Point-per-instance localization data
========
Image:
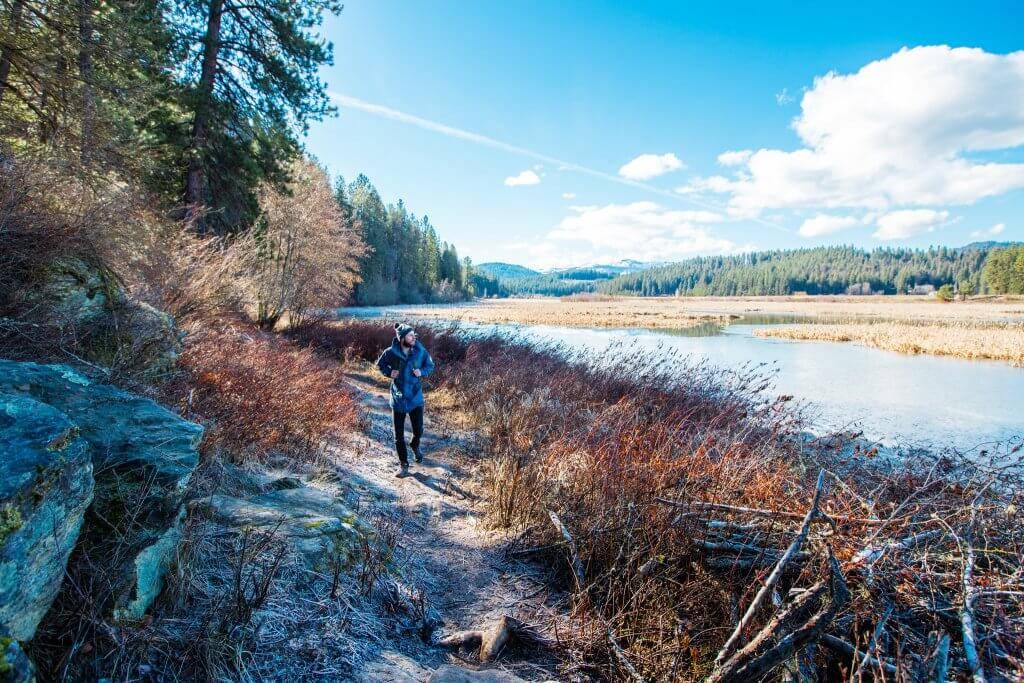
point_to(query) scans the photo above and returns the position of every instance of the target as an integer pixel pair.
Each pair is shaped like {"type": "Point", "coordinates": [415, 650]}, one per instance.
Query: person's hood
{"type": "Point", "coordinates": [396, 347]}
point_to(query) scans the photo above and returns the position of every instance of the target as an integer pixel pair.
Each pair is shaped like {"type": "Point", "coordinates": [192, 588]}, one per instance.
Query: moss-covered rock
{"type": "Point", "coordinates": [142, 457]}
{"type": "Point", "coordinates": [14, 664]}
{"type": "Point", "coordinates": [45, 486]}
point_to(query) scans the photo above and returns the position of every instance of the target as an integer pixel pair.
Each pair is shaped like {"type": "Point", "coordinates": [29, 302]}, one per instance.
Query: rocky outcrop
{"type": "Point", "coordinates": [45, 486]}
{"type": "Point", "coordinates": [88, 303]}
{"type": "Point", "coordinates": [142, 456]}
{"type": "Point", "coordinates": [312, 521]}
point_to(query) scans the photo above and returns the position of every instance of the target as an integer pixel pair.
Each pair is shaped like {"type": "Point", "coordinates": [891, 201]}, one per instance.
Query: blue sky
{"type": "Point", "coordinates": [552, 135]}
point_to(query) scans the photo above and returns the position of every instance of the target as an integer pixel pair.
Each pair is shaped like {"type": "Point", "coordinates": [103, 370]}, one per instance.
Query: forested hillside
{"type": "Point", "coordinates": [199, 108]}
{"type": "Point", "coordinates": [817, 270]}
{"type": "Point", "coordinates": [519, 281]}
{"type": "Point", "coordinates": [407, 261]}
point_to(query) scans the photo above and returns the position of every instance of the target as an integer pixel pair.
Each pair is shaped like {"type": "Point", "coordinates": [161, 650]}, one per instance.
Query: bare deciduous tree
{"type": "Point", "coordinates": [303, 255]}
========
What is needed is an exact copy of the entries, without any images.

Image:
point_to(query) scans the photo above and returns the position of every instance of the target as an integer pixel pair.
Each pair is shaped like {"type": "Point", "coordinates": [415, 650]}, one per instance.
Query: person's hood
{"type": "Point", "coordinates": [396, 347]}
point_to(query) scans the photo above and returns the position of every instance of the target as an integer pixel pair.
Each pair is shaped like {"type": "Point", "coordinates": [192, 588]}, one per instance.
Query: moss-covered rock
{"type": "Point", "coordinates": [142, 457]}
{"type": "Point", "coordinates": [14, 664]}
{"type": "Point", "coordinates": [45, 486]}
point_to(query) scans the photo above and returns the position of every instance of the target as an integer pixel pair.
Each pair is shaped like {"type": "Point", "coordinates": [29, 302]}, one per instance.
Query: rocky outcrop
{"type": "Point", "coordinates": [45, 486]}
{"type": "Point", "coordinates": [88, 303]}
{"type": "Point", "coordinates": [142, 456]}
{"type": "Point", "coordinates": [312, 521]}
point_to(query) scans the photo above and returns the position of every instance of the target as an integer pixel pair.
Each pair is shaped like {"type": "Point", "coordinates": [891, 201]}, one per instance.
Query: blue sky
{"type": "Point", "coordinates": [552, 135]}
point_to(query) scans the photo above and returns the position of every instance of the target as an integer pixel pair.
Each pair is shaped like {"type": "Point", "coordinates": [103, 370]}, one per instance.
Query: forested hillside
{"type": "Point", "coordinates": [199, 108]}
{"type": "Point", "coordinates": [817, 270]}
{"type": "Point", "coordinates": [519, 281]}
{"type": "Point", "coordinates": [407, 261]}
point_to(query) scans the photo above and returns the position of every instance of the target as an integer pixel pair.
Each pair is shaped like {"type": "Point", "coordinates": [161, 650]}, one per instance.
Query: bare deciduous tree
{"type": "Point", "coordinates": [303, 255]}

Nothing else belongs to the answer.